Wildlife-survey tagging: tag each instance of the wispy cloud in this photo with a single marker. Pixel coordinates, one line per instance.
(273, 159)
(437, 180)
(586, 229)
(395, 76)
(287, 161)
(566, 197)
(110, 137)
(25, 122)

*Work to be completed*: Nothing may be left out. Retype all the entries exactly.

*Written answer*:
Wildlife-survey tagging: tag each instance of the wispy cloud in this photo with a single marker. Pixel coordinates, one line per instance.
(273, 159)
(437, 180)
(586, 229)
(395, 76)
(287, 161)
(566, 197)
(110, 137)
(25, 122)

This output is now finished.